___ DADOS DO EXERCÍCIO ___

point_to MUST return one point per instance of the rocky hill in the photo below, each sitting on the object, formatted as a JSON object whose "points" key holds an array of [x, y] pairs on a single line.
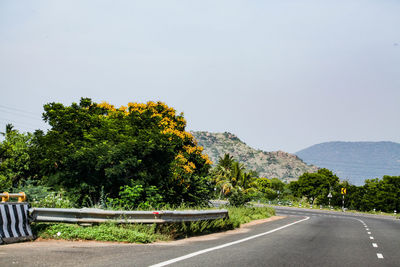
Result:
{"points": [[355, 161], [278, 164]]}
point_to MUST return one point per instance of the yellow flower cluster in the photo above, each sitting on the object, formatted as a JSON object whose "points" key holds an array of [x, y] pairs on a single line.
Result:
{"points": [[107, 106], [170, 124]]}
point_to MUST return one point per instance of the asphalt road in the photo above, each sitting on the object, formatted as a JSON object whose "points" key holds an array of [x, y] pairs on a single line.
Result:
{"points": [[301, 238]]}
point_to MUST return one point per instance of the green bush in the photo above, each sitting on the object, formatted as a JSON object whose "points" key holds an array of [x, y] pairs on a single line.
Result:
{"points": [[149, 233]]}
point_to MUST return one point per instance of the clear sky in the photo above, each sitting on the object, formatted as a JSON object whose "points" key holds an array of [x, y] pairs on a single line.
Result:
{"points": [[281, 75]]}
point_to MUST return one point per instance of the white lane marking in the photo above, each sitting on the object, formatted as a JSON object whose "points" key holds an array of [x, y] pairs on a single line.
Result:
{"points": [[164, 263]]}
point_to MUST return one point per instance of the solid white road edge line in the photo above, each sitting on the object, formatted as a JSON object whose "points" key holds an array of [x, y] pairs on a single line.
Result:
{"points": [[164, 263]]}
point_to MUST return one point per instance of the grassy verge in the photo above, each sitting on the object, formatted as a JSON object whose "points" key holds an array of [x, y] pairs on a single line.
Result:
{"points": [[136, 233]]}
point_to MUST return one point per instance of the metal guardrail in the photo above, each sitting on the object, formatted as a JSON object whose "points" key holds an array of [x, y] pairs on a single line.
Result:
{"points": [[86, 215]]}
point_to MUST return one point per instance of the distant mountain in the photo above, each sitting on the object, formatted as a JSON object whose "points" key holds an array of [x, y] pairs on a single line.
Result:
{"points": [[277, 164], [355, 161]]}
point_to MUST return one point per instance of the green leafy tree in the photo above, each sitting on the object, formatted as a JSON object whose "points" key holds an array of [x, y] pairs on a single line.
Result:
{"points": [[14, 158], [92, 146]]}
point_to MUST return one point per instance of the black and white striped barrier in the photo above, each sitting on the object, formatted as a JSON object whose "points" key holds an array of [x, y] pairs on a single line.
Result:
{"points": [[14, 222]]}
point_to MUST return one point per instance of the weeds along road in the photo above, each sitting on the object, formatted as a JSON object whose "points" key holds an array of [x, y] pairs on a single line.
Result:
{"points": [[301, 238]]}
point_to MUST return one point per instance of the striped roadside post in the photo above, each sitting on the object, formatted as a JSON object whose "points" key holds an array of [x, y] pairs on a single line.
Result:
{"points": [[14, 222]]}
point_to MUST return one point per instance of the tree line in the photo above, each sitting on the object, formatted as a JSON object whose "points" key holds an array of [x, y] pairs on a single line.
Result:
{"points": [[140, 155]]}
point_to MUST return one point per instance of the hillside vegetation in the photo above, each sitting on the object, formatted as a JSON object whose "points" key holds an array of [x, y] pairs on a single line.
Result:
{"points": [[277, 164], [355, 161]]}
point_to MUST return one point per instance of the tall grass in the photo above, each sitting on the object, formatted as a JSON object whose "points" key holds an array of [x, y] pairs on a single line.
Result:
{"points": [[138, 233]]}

___
___ DADOS DO EXERCÍCIO ___

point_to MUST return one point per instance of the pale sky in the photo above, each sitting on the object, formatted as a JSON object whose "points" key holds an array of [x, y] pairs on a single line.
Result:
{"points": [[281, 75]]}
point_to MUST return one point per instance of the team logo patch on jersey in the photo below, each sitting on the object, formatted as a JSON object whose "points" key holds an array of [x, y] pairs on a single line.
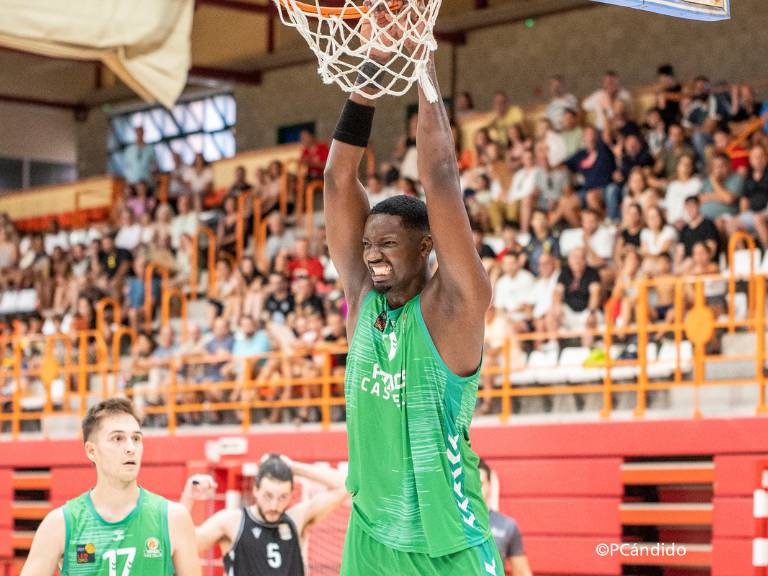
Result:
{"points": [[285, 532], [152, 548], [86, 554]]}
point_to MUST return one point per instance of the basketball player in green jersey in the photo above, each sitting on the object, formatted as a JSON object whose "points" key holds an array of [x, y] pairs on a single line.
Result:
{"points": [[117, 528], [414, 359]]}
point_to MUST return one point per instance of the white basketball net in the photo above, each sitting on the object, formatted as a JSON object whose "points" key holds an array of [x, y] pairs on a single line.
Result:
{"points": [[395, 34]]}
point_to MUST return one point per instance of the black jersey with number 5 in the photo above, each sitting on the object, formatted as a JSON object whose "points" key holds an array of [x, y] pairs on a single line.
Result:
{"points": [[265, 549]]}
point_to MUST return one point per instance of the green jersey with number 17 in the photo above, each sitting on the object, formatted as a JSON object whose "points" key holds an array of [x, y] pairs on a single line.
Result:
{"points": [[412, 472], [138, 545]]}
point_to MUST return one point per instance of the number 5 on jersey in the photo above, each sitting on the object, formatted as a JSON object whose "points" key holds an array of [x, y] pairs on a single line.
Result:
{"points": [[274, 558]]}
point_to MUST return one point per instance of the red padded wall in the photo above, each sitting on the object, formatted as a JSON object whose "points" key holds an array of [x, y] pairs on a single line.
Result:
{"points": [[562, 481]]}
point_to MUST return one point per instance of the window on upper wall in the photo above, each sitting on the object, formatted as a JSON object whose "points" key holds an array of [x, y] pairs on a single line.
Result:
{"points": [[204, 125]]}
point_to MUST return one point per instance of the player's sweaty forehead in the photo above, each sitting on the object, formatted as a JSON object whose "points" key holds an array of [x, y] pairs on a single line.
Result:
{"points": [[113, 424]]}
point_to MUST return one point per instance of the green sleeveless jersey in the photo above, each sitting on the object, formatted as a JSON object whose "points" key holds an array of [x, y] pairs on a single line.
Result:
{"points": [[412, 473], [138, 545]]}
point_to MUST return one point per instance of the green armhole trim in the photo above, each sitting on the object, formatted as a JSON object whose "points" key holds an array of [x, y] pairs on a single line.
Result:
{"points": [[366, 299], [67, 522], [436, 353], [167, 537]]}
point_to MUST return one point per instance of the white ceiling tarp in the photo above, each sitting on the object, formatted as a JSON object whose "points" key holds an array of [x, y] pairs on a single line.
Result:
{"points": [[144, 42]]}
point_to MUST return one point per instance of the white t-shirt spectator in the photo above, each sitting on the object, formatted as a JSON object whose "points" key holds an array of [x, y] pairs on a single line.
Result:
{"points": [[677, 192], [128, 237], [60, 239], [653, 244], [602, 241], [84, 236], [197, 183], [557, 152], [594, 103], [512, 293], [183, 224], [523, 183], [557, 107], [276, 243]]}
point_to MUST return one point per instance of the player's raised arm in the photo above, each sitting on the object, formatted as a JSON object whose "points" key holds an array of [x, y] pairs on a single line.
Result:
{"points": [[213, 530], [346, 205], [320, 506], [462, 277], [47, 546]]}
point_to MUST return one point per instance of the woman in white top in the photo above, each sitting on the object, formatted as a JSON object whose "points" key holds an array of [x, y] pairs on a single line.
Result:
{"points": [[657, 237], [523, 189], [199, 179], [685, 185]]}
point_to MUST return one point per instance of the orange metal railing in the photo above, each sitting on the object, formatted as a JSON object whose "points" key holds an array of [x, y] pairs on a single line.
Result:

___

__ENUNCIADO DA TAREFA__. Quantas linhas das entradas acima contêm a palavra "below"? Diferencie maiúsculas de minúsculas e responda somente com o número.

__EXERCÍCIO RESOLVIDO__. 2